[Raw records]
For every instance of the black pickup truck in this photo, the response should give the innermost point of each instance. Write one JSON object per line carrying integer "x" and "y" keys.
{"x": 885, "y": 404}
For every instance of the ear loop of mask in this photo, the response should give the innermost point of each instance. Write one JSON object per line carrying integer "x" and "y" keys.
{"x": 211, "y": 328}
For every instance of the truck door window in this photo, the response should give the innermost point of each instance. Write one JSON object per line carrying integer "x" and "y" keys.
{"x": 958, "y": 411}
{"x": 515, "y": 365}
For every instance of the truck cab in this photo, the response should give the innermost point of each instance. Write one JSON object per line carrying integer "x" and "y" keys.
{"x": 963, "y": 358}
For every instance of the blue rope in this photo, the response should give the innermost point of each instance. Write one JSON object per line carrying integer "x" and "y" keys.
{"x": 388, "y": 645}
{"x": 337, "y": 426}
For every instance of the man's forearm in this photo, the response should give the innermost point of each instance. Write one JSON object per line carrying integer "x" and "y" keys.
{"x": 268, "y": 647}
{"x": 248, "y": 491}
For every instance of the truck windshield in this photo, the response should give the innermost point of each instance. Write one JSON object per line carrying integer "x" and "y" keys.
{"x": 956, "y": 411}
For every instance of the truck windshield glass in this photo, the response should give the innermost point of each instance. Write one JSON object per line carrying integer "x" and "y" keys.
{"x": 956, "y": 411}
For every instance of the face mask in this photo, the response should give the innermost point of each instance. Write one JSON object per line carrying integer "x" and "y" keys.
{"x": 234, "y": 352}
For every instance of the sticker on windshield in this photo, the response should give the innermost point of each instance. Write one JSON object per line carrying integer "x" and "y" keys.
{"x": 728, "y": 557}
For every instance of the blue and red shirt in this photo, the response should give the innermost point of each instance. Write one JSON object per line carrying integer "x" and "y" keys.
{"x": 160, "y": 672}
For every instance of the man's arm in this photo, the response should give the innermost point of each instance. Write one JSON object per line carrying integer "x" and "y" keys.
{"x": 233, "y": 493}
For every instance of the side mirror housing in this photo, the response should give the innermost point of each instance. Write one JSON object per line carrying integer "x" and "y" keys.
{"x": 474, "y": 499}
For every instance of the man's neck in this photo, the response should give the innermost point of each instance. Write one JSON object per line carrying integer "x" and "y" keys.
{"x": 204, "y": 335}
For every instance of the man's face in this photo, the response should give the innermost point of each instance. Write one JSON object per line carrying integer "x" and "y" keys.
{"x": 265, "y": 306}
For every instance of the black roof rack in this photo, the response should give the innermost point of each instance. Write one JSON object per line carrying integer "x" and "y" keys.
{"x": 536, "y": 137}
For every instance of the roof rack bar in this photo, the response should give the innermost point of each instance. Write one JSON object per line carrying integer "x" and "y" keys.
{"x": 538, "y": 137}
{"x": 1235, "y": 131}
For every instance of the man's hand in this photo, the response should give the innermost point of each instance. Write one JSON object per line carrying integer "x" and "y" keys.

* **What is expected**
Rewrite every line of the records above as a JSON list of strings, one string per line, and skip any blank lines.

* **Solution for this task**
[
  "For every instance of the black pickup truck in this photo, the response should give the innermost point of each instance. Write one JSON object per line carrying integer \"x\" and \"y\" keys.",
  "{\"x\": 885, \"y\": 404}",
  "For every instance of the ear loop of mask in this photo, the response should give the innermost point of each instance. Write one JSON object per line carrying integer \"x\" and \"y\" keys.",
  "{\"x\": 211, \"y\": 328}",
  "For every instance of the truck door window in this photo, the response should give the innermost point of each instance. Write one JSON object per line carrying integer \"x\" and \"y\" keys.",
  "{\"x\": 958, \"y\": 411}",
  "{\"x\": 515, \"y\": 365}",
  "For every instance of the truck cab in this photo, the response should give the innermost point of each instance. Write one JSON object per line carrying integer \"x\" and \"y\" keys.",
  "{\"x\": 963, \"y\": 358}",
  "For every instance of the blue rope in this photo, the response should give the innermost point of each instance. Write one JSON object per line carrying integer \"x\" and \"y\" keys.",
  "{\"x\": 388, \"y\": 645}",
  "{\"x\": 337, \"y\": 426}",
  "For every instance of the man's forearm in this photo, the response should give the innermost point of each instance. Write one JSON object per line carrying integer \"x\" and \"y\" keys.",
  "{\"x\": 268, \"y\": 647}",
  "{\"x\": 248, \"y\": 491}",
  "For every instance of the truck windshield in this photo, the response should give the innermost point of each instance. Write one JSON object per line carrying integer \"x\" and \"y\" keys.",
  "{\"x\": 956, \"y\": 411}",
  "For every instance of the truck windshield glass in this photo, the response should give the innermost point of each instance. Write one JSON object per line carrying integer \"x\" and \"y\" keys.",
  "{\"x\": 956, \"y\": 411}",
  "For every instance of the face mask in this photo, the response should give the innermost point of each instance. Write one JSON object per line carrying integer \"x\" and \"y\" keys.",
  "{\"x\": 234, \"y\": 352}",
  "For every instance of the sticker on windshield in this photo, the response should give the innermost point of each instance. Write one JSON object per line carrying integer \"x\" and \"y\" keys.",
  "{\"x\": 728, \"y\": 557}",
  "For every instance of the blue and red shirt in this photo, the response should give the innermost point of each instance. Write one JSON object per line carrying integer \"x\" and \"y\" keys.",
  "{\"x\": 160, \"y\": 672}",
  "For every instance of the man's arm in this photo, the response should give the innermost point of each instance. Write one JSON object per line carrying integer \"x\" and \"y\" keys.",
  "{\"x\": 233, \"y\": 493}",
  "For every instance of the side mirror housing in this photo, the response should give the innermost point of each instance. Write one JSON object per line carrying integer \"x\" and \"y\" keys.",
  "{\"x\": 474, \"y\": 499}",
  "For every instance of the man's neck in this photo, the response should give the innermost point of each instance. Write one JSON object per line carrying integer \"x\" and \"y\" keys.",
  "{\"x\": 204, \"y\": 335}",
  "For every instance of the man's face in this photo, the response should give the innermost point of each instance. Write one JSON object per line carrying integer \"x\" and \"y\" keys.",
  "{\"x\": 265, \"y\": 306}",
  "For every instance of the black roof rack in this photo, the response should give the innermost point of each instance. Write one JSON object per line carrying integer \"x\" and \"y\" keys.",
  "{\"x\": 536, \"y\": 137}",
  "For every instance of the roof rack bar in this photo, the response should give the innermost point of each instance. Write one JSON object per line carrying integer \"x\" and \"y\" keys.",
  "{\"x\": 538, \"y\": 137}",
  "{\"x\": 1235, \"y\": 131}",
  "For every instance of the man's hand in this photo, the response should give the innermost point of each instance. Write one JSON object per line carrying integer \"x\" and \"y\" keys."
]